%%
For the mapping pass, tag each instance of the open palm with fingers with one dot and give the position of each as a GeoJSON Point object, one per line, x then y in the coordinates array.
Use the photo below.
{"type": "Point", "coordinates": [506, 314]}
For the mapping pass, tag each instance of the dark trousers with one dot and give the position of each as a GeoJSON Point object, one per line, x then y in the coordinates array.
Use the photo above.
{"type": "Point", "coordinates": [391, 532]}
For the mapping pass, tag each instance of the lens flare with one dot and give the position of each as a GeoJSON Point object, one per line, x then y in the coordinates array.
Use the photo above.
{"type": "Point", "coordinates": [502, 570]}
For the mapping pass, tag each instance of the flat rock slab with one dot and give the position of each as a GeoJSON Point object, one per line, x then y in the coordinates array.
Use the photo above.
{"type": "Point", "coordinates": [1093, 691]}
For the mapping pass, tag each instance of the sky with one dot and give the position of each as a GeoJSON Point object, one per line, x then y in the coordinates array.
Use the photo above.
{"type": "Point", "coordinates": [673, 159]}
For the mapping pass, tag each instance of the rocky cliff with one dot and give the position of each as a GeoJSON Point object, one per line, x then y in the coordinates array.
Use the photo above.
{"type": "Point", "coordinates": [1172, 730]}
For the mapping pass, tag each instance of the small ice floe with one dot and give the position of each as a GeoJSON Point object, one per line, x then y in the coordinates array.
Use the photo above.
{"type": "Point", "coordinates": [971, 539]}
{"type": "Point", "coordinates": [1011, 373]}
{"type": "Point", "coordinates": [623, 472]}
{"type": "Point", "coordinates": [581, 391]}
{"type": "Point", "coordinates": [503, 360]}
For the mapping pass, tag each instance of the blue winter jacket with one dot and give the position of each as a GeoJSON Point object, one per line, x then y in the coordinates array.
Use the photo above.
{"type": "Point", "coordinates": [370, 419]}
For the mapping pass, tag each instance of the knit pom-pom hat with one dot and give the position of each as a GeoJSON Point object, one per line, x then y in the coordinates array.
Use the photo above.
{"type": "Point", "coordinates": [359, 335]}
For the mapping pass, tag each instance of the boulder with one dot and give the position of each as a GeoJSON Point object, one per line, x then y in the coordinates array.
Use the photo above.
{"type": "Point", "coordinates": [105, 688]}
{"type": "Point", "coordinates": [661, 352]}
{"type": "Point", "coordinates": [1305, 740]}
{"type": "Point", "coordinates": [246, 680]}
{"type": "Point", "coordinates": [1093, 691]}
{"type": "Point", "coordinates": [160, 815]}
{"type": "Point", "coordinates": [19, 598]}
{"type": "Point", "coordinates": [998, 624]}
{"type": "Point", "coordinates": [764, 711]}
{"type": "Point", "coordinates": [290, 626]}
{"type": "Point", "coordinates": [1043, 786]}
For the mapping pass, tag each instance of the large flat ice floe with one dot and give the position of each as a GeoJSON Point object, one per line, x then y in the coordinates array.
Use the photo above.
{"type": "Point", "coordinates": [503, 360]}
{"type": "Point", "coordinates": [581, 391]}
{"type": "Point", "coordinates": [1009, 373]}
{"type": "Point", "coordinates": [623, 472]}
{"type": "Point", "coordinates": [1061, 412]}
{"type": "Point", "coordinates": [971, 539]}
%%
__Your objective__:
Restate every entry word for word.

__Exercise answer__:
For the mapping pass, tag each instance of the open palm with fingers with one dot and give the position of each as a GeoJSON Point object, one per line, x then y in the coordinates array.
Use the photo below.
{"type": "Point", "coordinates": [506, 314]}
For the mapping pass, tag each instance of the dark trousers with one dot and give the position of each as a GeoJSON Point object, one per line, x then y in the coordinates array.
Use the photo above.
{"type": "Point", "coordinates": [391, 532]}
For the mapping pass, tag each instance of the lens flare with one dot and give the position of each as a GeoJSON Point object, one per line, x then y in the coordinates array.
Use the photo above.
{"type": "Point", "coordinates": [502, 570]}
For the mapping pass, tag each instance of the flat rock slab with one dot and give the position of each as a GeoJSON Point object, one per line, x then y in the coordinates array.
Use the photo above.
{"type": "Point", "coordinates": [1093, 691]}
For the mapping pass, tag each instance of the sky with one dot and give the position of each as a GeoJSON Point object, one per line, x then y in the coordinates array.
Use the photo above.
{"type": "Point", "coordinates": [673, 159]}
For the mapping pass, tag each instance of the rocky cliff with one dot and give the position of each as a GeoJSON Point object, one per line, x then y in the coordinates array.
Use the photo above.
{"type": "Point", "coordinates": [1172, 730]}
For the mapping pass, tag each instance of the small ice floe with one dot and give the position of each as a GeoJSON Point object, one per line, x then y in the coordinates array.
Use the photo above.
{"type": "Point", "coordinates": [971, 539]}
{"type": "Point", "coordinates": [1011, 373]}
{"type": "Point", "coordinates": [623, 472]}
{"type": "Point", "coordinates": [581, 391]}
{"type": "Point", "coordinates": [503, 360]}
For the mapping pass, tag each instance of the blue winter jacket with one dot and give the position of each as a GeoJSON Point object, one per line, x then y in the coordinates array.
Use the photo above.
{"type": "Point", "coordinates": [370, 419]}
For the mapping pass, tag each instance of the knit pom-pom hat with one dot and give the position of each as a GeoJSON Point object, one per line, x then y in the coordinates array.
Use the photo above.
{"type": "Point", "coordinates": [359, 335]}
For the mapping pass, tag each instance of the boulder with one dot and give the position of each as a GeoJSON Point object, one per line, x then y in the coordinates array.
Use the photo above.
{"type": "Point", "coordinates": [105, 688]}
{"type": "Point", "coordinates": [661, 352]}
{"type": "Point", "coordinates": [1305, 740]}
{"type": "Point", "coordinates": [246, 680]}
{"type": "Point", "coordinates": [1093, 691]}
{"type": "Point", "coordinates": [160, 815]}
{"type": "Point", "coordinates": [19, 598]}
{"type": "Point", "coordinates": [998, 624]}
{"type": "Point", "coordinates": [764, 711]}
{"type": "Point", "coordinates": [290, 626]}
{"type": "Point", "coordinates": [1043, 786]}
For the mapping pass, tag each instance of the large flat ice floe with one dot and give the position of each as a GeoJSON Point object, one per line, x then y in the coordinates array.
Use the photo above.
{"type": "Point", "coordinates": [503, 360]}
{"type": "Point", "coordinates": [581, 391]}
{"type": "Point", "coordinates": [1009, 373]}
{"type": "Point", "coordinates": [623, 472]}
{"type": "Point", "coordinates": [1061, 412]}
{"type": "Point", "coordinates": [971, 539]}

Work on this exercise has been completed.